TASK DIRECTIONS:
Gather and copy every line of the items below that contains the word "forward". Case counts.

## BEGIN

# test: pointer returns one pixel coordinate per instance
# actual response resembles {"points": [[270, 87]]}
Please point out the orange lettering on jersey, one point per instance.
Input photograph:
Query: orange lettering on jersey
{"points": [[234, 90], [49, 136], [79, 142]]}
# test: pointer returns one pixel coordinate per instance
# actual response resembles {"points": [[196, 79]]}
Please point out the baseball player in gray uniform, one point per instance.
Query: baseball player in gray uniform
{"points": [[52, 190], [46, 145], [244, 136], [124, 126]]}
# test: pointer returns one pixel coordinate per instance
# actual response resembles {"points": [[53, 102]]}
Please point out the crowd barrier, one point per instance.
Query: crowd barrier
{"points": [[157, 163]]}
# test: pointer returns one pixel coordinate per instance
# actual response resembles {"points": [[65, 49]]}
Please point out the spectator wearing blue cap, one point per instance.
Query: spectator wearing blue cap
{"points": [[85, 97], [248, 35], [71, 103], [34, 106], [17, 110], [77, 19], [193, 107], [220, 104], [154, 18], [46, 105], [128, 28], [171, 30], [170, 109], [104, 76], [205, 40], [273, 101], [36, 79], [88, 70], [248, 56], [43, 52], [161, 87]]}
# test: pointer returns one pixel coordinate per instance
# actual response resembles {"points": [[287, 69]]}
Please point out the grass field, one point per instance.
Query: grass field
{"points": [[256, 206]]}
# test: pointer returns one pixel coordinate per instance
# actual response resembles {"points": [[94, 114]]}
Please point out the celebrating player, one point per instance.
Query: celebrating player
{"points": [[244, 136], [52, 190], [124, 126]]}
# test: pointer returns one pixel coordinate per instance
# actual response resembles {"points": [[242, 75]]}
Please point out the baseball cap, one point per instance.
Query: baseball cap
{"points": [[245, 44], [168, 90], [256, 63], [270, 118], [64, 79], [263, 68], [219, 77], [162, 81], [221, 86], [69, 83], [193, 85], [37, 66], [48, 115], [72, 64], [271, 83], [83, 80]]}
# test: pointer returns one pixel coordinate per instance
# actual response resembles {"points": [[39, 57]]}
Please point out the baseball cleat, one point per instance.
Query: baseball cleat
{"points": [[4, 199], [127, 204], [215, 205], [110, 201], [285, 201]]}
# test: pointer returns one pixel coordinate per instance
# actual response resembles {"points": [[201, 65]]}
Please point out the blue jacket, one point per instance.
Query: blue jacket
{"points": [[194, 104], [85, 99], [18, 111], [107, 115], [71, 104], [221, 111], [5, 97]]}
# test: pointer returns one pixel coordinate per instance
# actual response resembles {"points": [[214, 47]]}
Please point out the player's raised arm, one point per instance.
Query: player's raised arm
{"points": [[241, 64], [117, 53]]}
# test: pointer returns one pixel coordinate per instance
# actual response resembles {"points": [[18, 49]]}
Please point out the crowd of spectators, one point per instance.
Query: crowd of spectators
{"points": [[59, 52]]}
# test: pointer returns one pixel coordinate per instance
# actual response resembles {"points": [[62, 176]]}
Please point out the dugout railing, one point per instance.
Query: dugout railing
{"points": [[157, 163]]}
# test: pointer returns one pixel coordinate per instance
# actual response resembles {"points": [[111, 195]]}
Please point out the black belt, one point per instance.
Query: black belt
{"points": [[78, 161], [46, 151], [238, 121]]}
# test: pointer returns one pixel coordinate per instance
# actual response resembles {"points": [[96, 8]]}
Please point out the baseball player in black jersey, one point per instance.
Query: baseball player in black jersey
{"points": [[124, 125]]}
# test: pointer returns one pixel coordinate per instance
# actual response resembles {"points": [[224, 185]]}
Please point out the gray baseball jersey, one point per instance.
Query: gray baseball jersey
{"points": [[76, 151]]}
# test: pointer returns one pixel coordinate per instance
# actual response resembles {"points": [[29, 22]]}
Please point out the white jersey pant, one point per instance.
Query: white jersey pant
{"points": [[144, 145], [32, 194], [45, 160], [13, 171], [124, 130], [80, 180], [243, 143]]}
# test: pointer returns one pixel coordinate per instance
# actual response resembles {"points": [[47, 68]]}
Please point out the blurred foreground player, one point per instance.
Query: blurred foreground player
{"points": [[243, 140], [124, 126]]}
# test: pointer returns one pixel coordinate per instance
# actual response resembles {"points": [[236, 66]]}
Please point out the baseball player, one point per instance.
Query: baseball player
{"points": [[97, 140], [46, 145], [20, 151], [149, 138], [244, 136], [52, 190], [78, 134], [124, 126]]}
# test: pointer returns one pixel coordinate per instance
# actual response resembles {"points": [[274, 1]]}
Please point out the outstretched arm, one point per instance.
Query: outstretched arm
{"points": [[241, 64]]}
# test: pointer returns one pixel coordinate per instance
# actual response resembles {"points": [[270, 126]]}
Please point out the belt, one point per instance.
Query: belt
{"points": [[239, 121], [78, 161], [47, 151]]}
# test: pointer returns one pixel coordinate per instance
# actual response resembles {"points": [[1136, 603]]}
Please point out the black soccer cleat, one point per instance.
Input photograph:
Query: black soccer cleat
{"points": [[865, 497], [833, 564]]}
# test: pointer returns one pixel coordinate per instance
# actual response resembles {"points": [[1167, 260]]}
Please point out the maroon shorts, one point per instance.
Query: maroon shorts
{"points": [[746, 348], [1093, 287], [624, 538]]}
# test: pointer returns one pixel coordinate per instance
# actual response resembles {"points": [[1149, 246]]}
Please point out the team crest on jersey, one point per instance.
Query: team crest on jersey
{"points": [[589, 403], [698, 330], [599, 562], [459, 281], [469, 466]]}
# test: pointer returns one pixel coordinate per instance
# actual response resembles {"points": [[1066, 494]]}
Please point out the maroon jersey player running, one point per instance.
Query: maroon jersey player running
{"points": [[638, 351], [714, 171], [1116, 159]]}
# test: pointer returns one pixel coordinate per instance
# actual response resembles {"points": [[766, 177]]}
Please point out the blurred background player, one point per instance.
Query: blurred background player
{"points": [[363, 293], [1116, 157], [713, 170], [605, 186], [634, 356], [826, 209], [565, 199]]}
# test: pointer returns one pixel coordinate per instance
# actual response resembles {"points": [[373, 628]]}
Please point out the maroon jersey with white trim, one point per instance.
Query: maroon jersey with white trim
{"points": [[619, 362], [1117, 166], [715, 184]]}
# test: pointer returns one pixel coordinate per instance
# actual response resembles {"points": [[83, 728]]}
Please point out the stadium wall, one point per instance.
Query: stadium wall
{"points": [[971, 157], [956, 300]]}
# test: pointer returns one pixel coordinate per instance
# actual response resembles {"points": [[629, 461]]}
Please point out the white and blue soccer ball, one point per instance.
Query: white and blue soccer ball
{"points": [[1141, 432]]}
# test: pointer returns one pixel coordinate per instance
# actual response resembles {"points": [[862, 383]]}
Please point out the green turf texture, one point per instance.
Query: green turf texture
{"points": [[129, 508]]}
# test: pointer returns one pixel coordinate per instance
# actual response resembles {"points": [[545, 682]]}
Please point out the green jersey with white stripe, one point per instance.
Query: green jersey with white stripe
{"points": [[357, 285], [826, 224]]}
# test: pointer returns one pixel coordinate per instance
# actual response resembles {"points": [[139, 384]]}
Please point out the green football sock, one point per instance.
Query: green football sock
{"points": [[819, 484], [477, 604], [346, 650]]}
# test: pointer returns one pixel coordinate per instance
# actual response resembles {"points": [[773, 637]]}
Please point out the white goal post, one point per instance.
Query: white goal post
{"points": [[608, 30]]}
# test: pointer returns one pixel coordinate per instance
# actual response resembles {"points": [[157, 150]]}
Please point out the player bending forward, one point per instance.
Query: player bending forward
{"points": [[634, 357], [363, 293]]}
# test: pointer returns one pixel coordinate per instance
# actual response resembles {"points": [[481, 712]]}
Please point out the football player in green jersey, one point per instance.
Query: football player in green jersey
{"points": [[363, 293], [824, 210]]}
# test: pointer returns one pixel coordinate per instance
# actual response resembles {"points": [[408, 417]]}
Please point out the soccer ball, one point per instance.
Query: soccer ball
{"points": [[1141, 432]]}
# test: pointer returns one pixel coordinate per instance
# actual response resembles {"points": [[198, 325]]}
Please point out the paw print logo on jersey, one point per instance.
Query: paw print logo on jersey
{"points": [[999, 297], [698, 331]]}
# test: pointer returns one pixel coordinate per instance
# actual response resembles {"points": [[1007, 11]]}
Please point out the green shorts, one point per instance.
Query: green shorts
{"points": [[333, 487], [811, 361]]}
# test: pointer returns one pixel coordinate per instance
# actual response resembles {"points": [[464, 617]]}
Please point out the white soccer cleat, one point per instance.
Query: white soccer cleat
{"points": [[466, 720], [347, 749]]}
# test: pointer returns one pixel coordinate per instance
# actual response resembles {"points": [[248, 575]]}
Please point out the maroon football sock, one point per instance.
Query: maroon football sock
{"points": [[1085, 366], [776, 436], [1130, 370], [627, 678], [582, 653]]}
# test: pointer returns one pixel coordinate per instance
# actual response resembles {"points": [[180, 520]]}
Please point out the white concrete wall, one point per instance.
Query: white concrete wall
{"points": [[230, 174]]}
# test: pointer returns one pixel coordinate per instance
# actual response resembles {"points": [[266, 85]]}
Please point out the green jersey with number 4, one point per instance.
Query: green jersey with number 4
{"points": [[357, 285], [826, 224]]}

## END

ANSWER TO THIS TASK:
Please point out the player bending forward, one point per instance.
Query: player bending forward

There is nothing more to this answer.